— BEGIN Text excerpt —
Entrevistas
Grandparents were incarcerated in Jerome, Arkansas
So when he came back to Honolulu, my grandmother applied to voluntarily evacuate with her husband. So you had 1300 people from Hawaii who were actually tapped by the government to go to the concentration camps. You had another 1000 people who voluntarily joined them, the families. All in all it was 2300 people who went. Anyway, at the end of December, my grandfather went on a separate ship, my grandmother and the children went on another ship and they met in San Francisco. This is where it gets fuzzy because when I checked the records downstairs in the museum that says where he went to camp, they showed him in Tule Lake, but I’ve never found anything that said he was in Tule Lake.
— END Text excerpt —
| The tasks |
• a. Please say whether each statement agrees with the interview excerpt, answering yes or no and quoting the words that decide it: (i) 1300 people from Hawaii were tapped by the government to go to the camps; (ii) the grandfather and grandmother sailed on the same ship; (iii) the speaker has found something showing the grandfather was in Tule Lake.
• b. List every place name that appears in the interview excerpt, including its heading.
None of the rows are needed here.
— BEGIN Information shown —
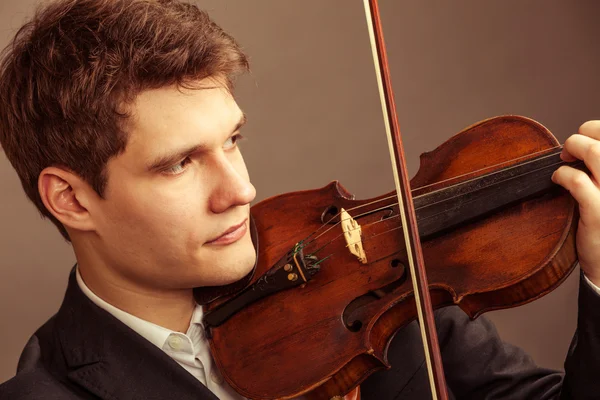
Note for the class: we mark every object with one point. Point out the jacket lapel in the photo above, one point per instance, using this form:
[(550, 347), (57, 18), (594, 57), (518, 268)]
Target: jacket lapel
[(112, 361)]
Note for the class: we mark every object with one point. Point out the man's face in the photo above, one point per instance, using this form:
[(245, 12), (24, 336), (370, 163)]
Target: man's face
[(176, 191)]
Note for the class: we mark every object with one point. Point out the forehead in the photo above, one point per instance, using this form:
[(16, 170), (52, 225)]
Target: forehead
[(172, 117)]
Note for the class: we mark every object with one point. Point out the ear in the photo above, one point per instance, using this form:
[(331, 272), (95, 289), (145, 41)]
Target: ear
[(67, 197)]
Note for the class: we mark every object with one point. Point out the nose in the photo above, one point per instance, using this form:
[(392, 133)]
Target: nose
[(232, 186)]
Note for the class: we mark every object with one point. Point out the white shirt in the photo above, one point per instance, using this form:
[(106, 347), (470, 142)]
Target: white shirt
[(190, 350)]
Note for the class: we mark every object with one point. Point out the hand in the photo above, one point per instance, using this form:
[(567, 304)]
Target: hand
[(585, 188)]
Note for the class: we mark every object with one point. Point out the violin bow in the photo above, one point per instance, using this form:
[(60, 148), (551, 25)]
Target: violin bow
[(405, 206)]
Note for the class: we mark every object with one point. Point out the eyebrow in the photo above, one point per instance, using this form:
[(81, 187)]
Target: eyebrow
[(167, 160)]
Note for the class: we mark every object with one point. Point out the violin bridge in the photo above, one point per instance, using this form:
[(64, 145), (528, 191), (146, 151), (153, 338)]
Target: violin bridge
— END Information shown —
| Outputs |
• a.
(i) Yes: "So you had 1300 people from Hawaii who were actually tapped by the government to go to the concentration camps."
(ii) No: "my grandfather went on a separate ship, my grandmother and the children went on another ship"
(iii) No: "but I’ve never found anything that said he was in Tule Lake."

• b. Jerome, Arkansas; Honolulu; Hawaii; San Francisco; Tule Lake